> [AVAILABLE DATA]
====

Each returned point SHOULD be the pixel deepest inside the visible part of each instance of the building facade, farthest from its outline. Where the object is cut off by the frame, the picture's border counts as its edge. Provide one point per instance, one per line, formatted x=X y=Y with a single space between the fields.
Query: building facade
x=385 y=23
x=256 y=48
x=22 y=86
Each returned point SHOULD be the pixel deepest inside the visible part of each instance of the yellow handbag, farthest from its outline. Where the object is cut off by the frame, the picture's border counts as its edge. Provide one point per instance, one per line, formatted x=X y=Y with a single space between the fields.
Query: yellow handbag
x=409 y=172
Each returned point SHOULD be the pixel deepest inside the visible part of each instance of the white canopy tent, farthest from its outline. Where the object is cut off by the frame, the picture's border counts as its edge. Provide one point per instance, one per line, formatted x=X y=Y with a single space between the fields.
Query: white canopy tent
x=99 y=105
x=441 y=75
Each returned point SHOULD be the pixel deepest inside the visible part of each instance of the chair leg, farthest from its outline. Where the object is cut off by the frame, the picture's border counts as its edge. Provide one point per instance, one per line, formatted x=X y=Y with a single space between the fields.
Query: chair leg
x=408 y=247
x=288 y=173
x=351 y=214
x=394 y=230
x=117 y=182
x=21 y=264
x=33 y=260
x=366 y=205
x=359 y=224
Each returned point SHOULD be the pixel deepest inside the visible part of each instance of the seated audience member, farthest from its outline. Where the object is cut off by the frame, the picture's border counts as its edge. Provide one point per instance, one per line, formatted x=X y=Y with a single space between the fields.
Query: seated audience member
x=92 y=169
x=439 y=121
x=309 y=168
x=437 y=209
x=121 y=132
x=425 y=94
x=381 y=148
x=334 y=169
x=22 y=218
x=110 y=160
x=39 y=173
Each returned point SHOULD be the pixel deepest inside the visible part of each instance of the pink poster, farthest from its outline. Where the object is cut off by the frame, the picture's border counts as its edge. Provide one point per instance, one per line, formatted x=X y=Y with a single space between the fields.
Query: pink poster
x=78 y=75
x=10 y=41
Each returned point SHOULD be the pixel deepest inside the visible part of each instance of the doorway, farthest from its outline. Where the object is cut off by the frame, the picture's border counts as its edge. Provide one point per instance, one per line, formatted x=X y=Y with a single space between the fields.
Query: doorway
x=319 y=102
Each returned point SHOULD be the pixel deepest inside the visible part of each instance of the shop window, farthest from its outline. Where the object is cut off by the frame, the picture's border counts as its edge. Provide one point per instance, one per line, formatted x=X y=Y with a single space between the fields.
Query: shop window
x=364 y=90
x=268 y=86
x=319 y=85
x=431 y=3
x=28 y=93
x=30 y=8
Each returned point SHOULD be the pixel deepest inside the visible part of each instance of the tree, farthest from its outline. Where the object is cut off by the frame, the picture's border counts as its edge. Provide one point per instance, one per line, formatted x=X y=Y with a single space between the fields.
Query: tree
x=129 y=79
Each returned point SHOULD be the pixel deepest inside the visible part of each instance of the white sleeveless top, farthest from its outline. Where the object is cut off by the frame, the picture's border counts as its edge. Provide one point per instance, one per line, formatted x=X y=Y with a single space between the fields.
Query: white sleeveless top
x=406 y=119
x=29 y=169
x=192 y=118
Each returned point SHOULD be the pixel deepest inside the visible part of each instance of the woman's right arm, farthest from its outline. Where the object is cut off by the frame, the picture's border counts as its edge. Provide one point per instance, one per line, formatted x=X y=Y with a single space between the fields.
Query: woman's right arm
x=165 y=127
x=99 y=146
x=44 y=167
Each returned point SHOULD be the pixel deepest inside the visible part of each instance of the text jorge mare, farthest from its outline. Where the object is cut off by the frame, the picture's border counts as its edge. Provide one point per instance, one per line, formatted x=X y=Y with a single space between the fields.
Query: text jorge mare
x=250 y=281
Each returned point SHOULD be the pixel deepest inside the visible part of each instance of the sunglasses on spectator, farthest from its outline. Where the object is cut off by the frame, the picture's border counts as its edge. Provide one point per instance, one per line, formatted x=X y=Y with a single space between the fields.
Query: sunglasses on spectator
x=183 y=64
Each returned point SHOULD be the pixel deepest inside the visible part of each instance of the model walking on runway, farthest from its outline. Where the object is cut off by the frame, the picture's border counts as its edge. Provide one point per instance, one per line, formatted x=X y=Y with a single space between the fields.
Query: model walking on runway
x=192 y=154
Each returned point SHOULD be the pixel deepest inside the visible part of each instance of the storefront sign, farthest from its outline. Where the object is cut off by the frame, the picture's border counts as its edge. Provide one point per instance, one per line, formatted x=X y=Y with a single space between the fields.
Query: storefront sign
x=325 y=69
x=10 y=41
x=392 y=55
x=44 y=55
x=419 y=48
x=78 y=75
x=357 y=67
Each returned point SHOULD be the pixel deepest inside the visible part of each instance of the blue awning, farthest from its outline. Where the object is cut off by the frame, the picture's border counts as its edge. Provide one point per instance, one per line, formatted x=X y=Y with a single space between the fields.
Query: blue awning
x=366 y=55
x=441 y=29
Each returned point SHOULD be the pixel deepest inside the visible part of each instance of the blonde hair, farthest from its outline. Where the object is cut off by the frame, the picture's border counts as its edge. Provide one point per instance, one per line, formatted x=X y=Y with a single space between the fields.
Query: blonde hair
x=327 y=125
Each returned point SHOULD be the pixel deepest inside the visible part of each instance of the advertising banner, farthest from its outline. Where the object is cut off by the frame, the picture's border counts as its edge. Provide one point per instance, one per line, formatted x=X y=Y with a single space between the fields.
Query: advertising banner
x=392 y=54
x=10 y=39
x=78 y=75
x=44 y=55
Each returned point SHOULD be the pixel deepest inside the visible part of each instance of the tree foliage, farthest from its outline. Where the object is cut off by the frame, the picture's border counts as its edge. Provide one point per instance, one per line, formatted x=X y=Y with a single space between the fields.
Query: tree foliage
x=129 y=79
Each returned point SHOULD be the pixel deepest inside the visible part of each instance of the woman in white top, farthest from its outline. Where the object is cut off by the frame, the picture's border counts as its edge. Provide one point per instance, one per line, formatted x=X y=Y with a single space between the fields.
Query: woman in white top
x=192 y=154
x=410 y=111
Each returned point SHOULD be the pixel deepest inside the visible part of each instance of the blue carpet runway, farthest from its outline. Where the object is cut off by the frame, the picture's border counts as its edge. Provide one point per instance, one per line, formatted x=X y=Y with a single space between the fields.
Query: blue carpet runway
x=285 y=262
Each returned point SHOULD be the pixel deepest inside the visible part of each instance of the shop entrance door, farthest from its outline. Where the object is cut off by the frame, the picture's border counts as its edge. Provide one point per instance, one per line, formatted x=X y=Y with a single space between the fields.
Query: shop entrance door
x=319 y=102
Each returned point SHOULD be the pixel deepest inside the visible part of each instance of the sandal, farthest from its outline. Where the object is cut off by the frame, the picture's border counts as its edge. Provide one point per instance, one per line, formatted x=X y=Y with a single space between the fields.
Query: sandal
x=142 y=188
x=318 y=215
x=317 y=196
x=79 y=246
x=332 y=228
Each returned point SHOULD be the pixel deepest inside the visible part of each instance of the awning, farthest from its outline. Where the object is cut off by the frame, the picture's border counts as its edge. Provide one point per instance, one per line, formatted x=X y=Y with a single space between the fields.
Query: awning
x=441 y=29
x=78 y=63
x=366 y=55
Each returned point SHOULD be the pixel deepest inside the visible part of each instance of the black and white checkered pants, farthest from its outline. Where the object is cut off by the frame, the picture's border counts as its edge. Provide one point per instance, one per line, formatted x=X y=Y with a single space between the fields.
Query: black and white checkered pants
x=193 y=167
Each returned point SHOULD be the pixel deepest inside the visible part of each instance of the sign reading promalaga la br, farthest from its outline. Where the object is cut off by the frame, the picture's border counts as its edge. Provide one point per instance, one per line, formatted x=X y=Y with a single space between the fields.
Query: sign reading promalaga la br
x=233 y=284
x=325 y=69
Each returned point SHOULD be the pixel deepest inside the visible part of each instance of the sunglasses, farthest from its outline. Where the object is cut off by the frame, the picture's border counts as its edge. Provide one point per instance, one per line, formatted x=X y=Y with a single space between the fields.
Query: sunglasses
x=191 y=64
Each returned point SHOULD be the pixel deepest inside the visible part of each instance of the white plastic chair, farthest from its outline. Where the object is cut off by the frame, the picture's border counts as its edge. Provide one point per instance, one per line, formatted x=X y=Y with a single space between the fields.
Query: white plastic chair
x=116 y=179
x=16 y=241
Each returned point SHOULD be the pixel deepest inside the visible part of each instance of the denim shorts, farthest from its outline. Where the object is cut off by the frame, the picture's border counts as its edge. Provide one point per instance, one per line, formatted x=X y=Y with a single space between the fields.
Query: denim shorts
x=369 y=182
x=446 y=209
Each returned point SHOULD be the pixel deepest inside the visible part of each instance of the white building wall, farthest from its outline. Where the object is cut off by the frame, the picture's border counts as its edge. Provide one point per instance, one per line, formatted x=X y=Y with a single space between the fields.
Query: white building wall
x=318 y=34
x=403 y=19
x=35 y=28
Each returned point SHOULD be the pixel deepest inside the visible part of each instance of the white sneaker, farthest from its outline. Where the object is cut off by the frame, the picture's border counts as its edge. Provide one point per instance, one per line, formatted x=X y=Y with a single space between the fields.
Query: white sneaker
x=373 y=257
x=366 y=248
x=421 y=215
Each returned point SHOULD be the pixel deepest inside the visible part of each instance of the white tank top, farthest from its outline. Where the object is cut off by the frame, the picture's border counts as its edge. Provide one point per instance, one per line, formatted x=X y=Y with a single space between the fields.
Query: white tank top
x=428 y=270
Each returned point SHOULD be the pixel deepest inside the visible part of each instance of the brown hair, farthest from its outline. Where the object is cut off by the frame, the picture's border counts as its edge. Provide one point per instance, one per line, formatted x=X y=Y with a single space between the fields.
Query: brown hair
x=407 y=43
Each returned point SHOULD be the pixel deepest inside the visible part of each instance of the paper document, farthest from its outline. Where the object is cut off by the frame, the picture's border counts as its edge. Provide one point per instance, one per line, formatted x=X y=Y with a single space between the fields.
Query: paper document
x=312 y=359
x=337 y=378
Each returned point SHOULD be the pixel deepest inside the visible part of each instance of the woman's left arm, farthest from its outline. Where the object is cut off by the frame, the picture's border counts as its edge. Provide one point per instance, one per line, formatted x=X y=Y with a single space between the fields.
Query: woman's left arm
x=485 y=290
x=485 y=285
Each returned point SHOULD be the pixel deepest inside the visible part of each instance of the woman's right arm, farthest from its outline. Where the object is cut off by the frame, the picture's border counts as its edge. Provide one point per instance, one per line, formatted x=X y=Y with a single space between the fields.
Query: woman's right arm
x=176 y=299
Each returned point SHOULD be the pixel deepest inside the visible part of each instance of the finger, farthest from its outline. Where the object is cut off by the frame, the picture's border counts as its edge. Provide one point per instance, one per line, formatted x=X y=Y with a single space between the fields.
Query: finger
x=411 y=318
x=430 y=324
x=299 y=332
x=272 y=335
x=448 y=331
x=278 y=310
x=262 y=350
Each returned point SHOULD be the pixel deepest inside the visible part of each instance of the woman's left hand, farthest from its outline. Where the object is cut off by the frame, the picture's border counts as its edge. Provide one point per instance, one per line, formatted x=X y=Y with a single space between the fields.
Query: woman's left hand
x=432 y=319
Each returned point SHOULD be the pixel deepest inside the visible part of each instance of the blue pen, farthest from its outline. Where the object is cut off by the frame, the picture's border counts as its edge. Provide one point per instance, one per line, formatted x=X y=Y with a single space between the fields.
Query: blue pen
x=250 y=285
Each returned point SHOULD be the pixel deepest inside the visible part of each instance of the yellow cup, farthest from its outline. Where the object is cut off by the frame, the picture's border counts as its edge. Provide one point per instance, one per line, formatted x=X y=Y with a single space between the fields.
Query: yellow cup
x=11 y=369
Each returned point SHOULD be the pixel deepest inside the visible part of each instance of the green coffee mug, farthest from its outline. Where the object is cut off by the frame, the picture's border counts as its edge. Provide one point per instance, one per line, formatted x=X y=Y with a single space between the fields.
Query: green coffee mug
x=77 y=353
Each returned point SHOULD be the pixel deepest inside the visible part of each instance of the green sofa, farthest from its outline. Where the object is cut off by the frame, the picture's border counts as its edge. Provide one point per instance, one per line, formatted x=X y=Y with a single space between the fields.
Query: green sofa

====

> [GIVEN PROBLEM] Reproduce the data above word for word, from the line containing "yellow cup, farthest" through the final line of the data, inclusive.

> [REPLY TO THE EXERCISE]
Each returned point SHOULD be the pixel deepest inside the visible part of each instance of the yellow cup, farthest from its outline. Where the object is cut off by the frame, the picture's border counts as its edge. Provide one point per instance, one per line, formatted x=X y=Y with a single space between the fields.
Query: yellow cup
x=11 y=369
Each returned point SHOULD be the pixel deepest inside the visible part of each instance of the green coffee mug, farthest from its outline. Where the object is cut off by the frame, the picture's border counts as its edge. Provide one point per instance, one per line, formatted x=X y=Y with a single space between the fields.
Query: green coffee mug
x=77 y=353
Each returned point SHOULD be the pixel deepest inside the visible part of each instance of the green sofa, farthest from its outline. Where the object is cut off by the frame, the picture's border counts as its edge. Provide one point per instance, one per line, formatted x=X y=Y with a single space between the fields.
Query: green sofa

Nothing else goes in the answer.